_What you will do_:
Could you write out everything from the line containing "the fascia board." down to the end of the records below, request lines included, and add -27 to every coordinate in the answers?

_Material provided_:

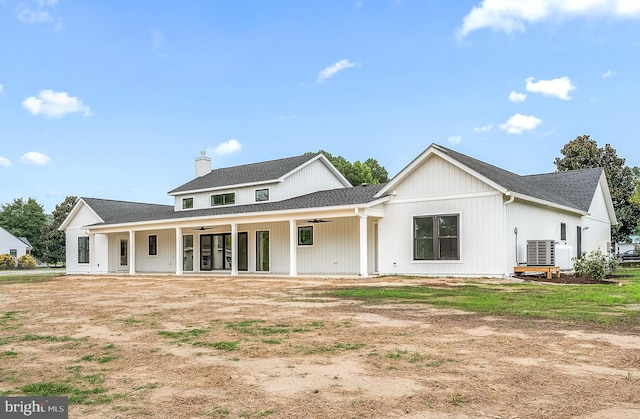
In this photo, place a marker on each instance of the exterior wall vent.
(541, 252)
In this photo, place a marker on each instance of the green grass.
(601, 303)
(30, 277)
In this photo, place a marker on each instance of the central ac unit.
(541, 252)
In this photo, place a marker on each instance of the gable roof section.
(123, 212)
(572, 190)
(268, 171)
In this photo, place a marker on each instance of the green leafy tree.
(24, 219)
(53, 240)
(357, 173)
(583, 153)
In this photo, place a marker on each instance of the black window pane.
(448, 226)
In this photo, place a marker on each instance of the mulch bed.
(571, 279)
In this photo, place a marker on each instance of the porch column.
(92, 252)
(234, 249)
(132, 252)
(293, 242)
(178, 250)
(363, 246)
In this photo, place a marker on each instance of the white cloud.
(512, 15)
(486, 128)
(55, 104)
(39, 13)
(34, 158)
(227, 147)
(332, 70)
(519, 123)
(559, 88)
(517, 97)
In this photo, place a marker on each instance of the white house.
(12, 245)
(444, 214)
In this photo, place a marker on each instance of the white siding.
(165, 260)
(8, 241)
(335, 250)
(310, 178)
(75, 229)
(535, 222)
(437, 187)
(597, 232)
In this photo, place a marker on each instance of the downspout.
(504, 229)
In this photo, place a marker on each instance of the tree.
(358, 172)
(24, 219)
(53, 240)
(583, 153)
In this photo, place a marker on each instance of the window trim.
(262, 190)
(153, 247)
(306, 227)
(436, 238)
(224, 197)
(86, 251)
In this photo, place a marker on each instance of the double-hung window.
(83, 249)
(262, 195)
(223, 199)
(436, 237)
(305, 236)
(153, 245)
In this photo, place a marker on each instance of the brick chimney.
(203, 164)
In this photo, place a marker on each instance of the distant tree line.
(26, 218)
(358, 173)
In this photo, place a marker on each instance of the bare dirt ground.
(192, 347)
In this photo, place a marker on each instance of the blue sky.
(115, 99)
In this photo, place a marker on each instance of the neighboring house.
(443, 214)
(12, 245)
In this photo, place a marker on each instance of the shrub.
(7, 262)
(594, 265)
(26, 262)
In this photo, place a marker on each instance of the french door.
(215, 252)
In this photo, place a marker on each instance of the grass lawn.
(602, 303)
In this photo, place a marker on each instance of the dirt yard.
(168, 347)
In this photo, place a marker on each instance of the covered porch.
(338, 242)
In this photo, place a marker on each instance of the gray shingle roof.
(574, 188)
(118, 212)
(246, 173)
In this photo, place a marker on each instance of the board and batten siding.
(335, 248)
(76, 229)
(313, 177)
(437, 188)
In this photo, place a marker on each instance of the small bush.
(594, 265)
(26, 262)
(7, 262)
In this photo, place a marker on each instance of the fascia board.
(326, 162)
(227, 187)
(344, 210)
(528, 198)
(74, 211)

_Task result_:
In this photo, place a marker on each instance of the fascia board.
(299, 135)
(200, 160)
(317, 183)
(501, 171)
(47, 184)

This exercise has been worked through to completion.